* **Selected extract**:

-- Start --

DO-178C Costs Versus Benefits

DO-178C Costs Versus Benefits

DO-178C is not cheap, however DO-178C costs can be minimized.  This paper compares DO-178C benefits versus costs based upon criticality level and user experience/culture. Learn how to reduce DO-178C costs while obtaining improved DO-178C certification, quality, and reusability.

“DO-178 is the worst standard in the world …except for all the others.” (Vance Hilderman, 2004)

The above rewrite of Winston Churchill’s famous quote about Democracy has some truths: DO-178 is the benefactor, or bane, of avionics projects the world over. Many users complained of added costs associated with DO-178B, and DO-178C streamlines some of those costs but offsets others with increased rigor. Truly, DO-178C is never cheap, certainly not on the first project. And in clear cases outlined herein, DO-178C can increase costs above DO-178B, which already increased costs by 20-40% itself. But is DO-178C really “too” expensive? Doesn’t it actually reduce costs over DO-178B for companies who were doing it “right”? Does it reduce long-term costs at the expense of increased development cost? Will it improve safety and reliability and if so, to what degree? Exactly what benefits are received from complying with DO-178C? In what areas is DO-178C more expensive than DO-178B? These important questions are answered in this Vance Hilderman Whitepaper.

DO-178 has increasingly evolved into the de-facto standard for virtually all forms of commercial avionics except for experimental aircraft. In the past decade, DO-178B and now DO-178C are mandatory for most Military avionics. The new DO-178C made both minor and major changes; costs will definitely increase for those users taking shortcuts with the former DO-178B. However, DO-178 possesses attributes common to all safety critical domains: planning, consistency, determinism, thorough documentation and testing, and proof of the preceding attributes. Truly, DO-178 relies upon significant verification (reviews, tests, and analysis) to assess avionics quality. However, avionics quality comes from a quality process, design, and implementation, not just from testing.

The DO-178 (software) and DO-254 (hardware) standards presume that hardware and software must operate in harmonic unison, each with proven reliability. But avionics software and hardware are part of an overall “Ecosystem” including Safety, Systems, and ancillary guidelines as depicted below:

The DO-178 (software) and DO-254 (hardware) standards presume that hardware and software must operate in harmonic unison, each with proven reliability. But avionics software and hardware are part of an overall “Ecosystem” including Safety, Systems, and ancillary guidelines as depicted below:

Previously, hardware was considered “visible” and tested at the systems level with integrated software; hence hardware was exempt from DO-178B’s objectives. But that exemption resulted in functionality being moved from software to hardware for the purpose of avoiding software certification. Also, hardware complexity has evolved such that hardware is often as complex, or more so, than software due to the embedded logic within the PLDs, ASICs and FPGAs. Now, everyone recognizes that hardware and software comprise an inextricable chain with the quality equal to that of the weakest link, hence the mandate to also apply DO-254 to avionics hardware; the weak links are continually removed through the avionics certification evolution. ARP-4754A requires explicit consideration of this entire system throughout the avionics development lifecycle, and DO-178C thus aligns with ARP-4754A.

-- End --

* **Entries provided**:
-- Start --

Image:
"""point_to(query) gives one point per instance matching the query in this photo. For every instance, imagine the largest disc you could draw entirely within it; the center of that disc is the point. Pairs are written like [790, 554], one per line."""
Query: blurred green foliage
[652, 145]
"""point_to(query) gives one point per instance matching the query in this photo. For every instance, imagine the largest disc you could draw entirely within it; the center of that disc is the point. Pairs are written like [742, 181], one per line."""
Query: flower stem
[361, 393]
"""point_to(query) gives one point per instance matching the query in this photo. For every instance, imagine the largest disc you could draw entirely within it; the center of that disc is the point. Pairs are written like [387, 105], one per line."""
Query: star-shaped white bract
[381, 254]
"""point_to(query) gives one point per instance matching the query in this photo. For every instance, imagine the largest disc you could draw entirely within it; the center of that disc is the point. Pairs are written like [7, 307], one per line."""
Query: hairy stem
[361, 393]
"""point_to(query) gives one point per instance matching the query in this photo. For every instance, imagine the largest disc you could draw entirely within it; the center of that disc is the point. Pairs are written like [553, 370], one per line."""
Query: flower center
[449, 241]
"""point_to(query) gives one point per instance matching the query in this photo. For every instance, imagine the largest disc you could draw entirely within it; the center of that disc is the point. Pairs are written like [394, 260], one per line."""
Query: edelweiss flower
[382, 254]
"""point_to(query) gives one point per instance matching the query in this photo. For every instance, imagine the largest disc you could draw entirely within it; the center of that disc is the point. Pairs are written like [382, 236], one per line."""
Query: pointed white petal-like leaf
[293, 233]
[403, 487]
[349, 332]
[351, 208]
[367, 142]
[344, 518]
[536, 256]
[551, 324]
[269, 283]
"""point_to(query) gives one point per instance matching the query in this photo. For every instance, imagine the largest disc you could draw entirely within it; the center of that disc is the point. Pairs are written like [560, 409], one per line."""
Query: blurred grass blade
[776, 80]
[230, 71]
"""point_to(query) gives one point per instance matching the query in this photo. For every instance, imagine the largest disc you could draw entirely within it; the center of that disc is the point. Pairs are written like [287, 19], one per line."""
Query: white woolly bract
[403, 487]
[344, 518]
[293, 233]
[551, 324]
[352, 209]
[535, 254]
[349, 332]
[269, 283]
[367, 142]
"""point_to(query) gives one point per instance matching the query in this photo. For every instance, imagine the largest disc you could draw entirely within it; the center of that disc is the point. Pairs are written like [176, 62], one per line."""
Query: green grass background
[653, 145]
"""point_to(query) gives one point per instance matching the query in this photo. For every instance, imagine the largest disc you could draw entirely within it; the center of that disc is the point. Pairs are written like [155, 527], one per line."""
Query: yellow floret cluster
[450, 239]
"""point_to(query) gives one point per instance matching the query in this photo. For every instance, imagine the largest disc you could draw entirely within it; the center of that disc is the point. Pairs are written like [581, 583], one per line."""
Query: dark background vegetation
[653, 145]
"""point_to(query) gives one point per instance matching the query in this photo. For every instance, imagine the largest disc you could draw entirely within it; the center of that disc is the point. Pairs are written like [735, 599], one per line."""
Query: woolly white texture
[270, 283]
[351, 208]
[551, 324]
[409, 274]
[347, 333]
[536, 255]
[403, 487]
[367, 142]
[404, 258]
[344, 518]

-- End --

* **Given problem A**: Translate this sentence from the DO-178C passage into Spanish: "Truly, DO-178C is never cheap, certainly not on the first project."
* **Given problem B**: Write out the part of the DO-178C passage starting at "Previously, hardware was" and ending at "aligns with ARP-4754A.".
Rely only on the DO-178C passage, not on the material.

* **Exercise solution A**: Realmente, DO-178C nunca es barato, y desde luego no en el primer proyecto.

* **Exercise solution B**:
Previously, hardware was considered “visible” and tested at the systems level with integrated software; hence hardware was exempt from DO-178B’s objectives. But that exemption resulted in functionality being moved from software to hardware for the purpose of avoiding software certification. Also, hardware complexity has evolved such that hardware is often as complex, or more so, than software due to the embedded logic within the PLDs, ASICs and FPGAs. Now, everyone recognizes that hardware and software comprise an inextricable chain with the quality equal to that of the weakest link, hence the mandate to also apply DO-254 to avionics hardware; the weak links are continually removed through the avionics certification evolution. ARP-4754A requires explicit consideration of this entire system throughout the avionics development lifecycle, and DO-178C thus aligns with ARP-4754A.